#### [PROBLEM DETAILS]
Search the material for the string "nose" and copy each line where it occurs.

#### [SUPPLIED MATERIAL]
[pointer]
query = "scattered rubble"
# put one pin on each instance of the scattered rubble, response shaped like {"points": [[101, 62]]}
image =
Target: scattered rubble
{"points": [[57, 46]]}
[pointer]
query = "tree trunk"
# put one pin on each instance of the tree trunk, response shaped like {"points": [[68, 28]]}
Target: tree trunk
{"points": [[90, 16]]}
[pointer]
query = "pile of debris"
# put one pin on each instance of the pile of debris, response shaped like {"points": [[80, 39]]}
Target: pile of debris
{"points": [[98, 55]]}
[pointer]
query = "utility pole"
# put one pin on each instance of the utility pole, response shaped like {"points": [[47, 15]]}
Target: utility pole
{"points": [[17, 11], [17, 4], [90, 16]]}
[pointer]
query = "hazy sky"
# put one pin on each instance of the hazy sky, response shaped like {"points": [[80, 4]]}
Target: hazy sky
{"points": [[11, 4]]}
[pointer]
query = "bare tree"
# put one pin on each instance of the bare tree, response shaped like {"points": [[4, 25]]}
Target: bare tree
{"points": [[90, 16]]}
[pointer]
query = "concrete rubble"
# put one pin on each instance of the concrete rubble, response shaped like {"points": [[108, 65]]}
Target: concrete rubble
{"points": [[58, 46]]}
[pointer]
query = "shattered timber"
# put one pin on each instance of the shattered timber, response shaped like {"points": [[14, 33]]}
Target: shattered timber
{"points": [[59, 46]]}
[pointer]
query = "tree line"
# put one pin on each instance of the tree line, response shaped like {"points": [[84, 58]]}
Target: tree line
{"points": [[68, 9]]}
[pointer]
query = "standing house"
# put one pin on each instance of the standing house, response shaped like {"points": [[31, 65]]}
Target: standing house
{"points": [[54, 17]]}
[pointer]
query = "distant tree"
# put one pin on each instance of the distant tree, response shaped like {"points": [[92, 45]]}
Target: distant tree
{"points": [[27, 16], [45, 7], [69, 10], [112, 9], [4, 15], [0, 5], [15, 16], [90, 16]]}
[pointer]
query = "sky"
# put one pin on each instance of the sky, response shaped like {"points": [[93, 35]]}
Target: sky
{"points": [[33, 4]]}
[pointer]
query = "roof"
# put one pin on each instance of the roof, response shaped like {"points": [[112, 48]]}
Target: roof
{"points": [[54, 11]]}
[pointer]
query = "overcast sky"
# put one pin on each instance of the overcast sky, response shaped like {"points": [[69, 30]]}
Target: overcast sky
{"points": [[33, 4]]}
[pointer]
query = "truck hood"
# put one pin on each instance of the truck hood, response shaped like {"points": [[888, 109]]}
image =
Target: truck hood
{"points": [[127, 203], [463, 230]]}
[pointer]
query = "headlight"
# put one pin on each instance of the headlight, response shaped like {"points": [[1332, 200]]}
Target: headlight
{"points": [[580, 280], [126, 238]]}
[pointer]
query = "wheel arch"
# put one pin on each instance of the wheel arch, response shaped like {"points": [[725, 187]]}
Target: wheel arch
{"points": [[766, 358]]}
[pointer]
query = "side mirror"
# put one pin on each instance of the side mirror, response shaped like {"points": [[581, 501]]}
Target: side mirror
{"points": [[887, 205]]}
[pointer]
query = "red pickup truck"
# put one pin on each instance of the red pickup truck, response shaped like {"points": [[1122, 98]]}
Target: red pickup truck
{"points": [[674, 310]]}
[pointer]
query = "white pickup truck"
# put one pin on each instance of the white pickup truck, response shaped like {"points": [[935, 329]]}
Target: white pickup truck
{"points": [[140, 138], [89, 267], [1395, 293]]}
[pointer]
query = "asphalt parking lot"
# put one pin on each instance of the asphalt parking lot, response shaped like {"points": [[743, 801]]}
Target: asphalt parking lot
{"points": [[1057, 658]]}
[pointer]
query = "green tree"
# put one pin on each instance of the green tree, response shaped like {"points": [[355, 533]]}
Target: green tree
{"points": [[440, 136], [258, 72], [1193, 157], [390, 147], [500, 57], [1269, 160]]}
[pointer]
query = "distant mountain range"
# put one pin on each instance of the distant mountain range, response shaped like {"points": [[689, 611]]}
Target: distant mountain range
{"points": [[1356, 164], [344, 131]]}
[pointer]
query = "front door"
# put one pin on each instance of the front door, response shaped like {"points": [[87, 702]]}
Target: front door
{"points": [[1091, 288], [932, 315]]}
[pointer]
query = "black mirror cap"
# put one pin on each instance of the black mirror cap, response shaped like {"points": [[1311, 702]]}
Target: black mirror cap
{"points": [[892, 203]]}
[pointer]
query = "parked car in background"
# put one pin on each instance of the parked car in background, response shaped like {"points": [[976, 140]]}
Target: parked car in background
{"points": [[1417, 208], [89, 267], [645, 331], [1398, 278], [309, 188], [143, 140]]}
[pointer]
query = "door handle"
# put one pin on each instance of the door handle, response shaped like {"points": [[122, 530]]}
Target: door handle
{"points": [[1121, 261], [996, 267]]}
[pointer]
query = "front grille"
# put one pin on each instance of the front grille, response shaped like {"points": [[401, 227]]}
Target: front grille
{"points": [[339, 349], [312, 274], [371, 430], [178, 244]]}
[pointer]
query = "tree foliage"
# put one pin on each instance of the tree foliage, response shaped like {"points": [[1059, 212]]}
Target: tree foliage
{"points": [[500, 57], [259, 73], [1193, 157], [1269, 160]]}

* * *

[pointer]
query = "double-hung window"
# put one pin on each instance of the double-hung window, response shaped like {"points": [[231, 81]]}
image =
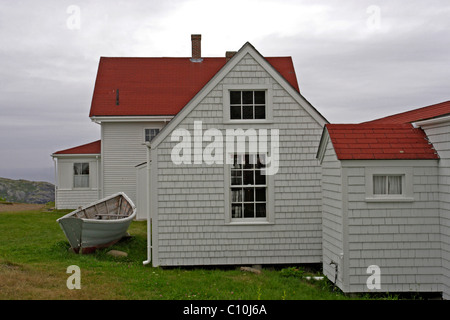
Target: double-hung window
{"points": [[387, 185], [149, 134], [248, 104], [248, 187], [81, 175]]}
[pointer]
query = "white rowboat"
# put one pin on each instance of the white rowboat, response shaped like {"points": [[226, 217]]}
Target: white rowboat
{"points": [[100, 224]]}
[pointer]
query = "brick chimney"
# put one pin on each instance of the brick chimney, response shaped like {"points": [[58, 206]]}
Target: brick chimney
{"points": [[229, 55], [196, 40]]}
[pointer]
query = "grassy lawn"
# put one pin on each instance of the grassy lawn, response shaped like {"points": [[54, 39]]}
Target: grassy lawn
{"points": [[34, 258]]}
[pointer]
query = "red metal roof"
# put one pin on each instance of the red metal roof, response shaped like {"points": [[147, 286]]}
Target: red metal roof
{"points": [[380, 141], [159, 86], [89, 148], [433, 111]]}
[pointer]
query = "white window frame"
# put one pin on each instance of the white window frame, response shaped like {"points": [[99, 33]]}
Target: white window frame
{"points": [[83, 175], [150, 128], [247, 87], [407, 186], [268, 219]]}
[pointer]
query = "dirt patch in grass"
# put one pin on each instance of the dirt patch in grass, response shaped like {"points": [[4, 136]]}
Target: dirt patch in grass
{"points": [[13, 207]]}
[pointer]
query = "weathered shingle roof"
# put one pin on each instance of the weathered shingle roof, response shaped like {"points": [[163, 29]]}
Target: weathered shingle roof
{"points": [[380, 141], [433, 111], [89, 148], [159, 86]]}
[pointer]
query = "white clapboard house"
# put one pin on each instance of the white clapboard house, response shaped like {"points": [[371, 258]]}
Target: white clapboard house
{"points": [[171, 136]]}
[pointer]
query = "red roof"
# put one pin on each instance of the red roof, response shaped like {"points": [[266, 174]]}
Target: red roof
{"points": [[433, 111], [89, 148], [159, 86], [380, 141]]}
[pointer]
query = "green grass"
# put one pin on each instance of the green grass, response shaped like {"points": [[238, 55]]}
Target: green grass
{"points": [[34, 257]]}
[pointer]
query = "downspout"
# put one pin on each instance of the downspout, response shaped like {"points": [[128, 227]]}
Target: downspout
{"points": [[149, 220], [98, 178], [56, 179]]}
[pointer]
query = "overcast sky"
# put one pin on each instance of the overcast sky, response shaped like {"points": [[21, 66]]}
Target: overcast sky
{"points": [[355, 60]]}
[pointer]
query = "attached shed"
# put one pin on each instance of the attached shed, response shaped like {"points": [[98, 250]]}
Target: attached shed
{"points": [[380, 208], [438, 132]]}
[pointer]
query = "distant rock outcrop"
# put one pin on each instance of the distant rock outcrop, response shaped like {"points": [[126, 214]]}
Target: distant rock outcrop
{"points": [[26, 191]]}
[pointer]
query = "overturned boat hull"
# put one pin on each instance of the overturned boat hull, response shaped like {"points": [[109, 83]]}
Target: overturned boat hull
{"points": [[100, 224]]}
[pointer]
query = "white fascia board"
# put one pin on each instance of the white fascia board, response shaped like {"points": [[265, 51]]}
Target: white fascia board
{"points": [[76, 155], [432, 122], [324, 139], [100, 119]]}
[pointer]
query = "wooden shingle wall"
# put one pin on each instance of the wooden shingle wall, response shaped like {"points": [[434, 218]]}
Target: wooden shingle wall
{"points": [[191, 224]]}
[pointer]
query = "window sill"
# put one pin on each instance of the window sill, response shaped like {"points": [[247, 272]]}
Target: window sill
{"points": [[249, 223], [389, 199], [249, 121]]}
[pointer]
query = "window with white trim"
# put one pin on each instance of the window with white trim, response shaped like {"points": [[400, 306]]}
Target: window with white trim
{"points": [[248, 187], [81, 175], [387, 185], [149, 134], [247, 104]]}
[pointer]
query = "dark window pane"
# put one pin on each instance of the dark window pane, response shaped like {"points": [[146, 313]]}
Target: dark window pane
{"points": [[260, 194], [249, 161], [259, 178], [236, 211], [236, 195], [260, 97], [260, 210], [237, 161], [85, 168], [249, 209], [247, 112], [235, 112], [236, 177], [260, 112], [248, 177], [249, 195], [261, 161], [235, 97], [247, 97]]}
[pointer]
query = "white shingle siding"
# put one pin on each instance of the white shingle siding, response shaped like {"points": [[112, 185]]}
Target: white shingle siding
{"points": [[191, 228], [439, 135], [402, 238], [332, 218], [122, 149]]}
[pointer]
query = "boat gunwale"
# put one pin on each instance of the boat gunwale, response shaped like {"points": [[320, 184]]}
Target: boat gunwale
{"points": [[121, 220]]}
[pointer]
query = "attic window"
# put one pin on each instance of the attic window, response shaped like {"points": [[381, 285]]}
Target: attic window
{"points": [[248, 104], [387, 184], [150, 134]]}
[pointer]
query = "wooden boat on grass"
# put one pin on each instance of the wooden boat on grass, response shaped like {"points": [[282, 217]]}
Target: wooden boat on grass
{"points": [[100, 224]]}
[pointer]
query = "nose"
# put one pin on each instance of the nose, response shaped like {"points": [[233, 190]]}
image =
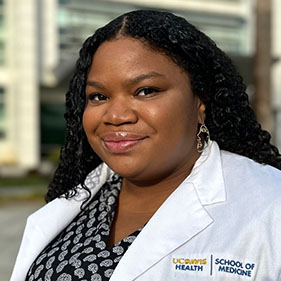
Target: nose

---

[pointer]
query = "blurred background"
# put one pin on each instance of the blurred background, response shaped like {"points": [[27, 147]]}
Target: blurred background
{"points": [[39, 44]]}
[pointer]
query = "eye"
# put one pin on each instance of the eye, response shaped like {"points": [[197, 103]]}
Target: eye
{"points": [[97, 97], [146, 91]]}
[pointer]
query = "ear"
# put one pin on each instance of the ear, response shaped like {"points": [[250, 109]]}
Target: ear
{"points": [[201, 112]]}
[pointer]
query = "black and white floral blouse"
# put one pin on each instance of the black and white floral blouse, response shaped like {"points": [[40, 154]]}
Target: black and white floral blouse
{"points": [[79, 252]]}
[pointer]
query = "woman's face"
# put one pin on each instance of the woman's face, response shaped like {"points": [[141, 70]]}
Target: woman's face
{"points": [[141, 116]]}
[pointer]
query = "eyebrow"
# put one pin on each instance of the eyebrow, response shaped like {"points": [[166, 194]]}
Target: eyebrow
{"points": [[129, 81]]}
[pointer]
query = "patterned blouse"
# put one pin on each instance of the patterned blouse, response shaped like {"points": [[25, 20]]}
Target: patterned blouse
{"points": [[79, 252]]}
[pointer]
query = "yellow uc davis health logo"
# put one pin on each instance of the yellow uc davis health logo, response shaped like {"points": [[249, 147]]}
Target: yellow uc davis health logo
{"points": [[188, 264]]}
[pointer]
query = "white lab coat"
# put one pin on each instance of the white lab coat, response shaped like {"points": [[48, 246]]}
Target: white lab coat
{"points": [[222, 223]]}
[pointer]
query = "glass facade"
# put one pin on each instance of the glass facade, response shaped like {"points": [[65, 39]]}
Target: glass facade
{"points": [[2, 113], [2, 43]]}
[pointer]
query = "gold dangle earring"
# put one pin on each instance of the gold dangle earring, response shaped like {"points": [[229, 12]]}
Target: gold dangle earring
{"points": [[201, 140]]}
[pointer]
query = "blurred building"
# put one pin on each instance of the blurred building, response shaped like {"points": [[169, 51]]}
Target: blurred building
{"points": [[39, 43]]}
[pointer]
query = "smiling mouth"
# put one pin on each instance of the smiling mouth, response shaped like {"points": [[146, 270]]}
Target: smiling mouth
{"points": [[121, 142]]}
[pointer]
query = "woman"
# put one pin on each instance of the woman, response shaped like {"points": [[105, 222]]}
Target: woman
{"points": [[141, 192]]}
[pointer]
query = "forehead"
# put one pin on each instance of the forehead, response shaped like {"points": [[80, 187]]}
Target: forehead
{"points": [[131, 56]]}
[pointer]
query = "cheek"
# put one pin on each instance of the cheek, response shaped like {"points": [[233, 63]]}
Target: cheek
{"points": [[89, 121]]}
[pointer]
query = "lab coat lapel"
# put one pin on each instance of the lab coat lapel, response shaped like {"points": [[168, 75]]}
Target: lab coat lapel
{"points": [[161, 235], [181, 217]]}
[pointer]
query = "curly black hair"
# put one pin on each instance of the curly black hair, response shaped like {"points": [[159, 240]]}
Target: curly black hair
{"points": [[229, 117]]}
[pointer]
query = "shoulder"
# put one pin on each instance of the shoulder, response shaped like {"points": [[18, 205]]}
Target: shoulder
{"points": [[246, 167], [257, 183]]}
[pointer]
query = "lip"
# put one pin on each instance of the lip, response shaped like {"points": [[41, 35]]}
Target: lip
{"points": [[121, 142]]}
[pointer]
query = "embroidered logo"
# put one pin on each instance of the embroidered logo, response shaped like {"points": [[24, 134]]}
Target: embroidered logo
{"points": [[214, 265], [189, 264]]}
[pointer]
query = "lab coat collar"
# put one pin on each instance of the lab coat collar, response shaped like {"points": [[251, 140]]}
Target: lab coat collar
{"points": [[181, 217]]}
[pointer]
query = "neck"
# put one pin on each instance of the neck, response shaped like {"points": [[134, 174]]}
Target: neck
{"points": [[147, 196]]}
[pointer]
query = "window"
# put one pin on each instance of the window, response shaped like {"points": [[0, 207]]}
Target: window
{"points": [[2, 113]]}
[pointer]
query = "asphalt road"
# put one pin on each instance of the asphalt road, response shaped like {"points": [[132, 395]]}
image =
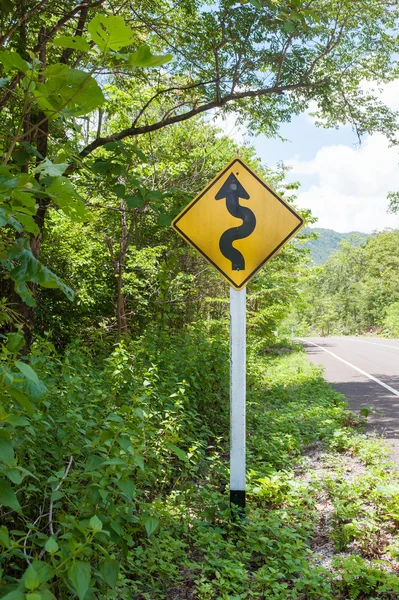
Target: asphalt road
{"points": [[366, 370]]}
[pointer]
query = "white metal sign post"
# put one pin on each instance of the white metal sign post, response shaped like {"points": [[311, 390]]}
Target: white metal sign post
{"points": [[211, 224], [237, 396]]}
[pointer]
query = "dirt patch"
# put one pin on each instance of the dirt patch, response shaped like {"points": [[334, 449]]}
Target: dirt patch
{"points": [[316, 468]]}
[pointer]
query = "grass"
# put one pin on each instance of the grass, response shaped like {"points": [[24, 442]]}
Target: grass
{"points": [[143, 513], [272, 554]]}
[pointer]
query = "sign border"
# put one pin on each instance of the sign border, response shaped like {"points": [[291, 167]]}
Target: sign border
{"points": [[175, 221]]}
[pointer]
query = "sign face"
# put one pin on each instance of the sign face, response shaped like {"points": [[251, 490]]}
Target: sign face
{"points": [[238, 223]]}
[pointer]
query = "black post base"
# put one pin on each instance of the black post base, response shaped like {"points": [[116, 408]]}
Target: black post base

#### [EXPECTED ANSWER]
query = "nose"
# put one pin on each instance of the nose, response shaped like {"points": [[233, 190]]}
Target: nose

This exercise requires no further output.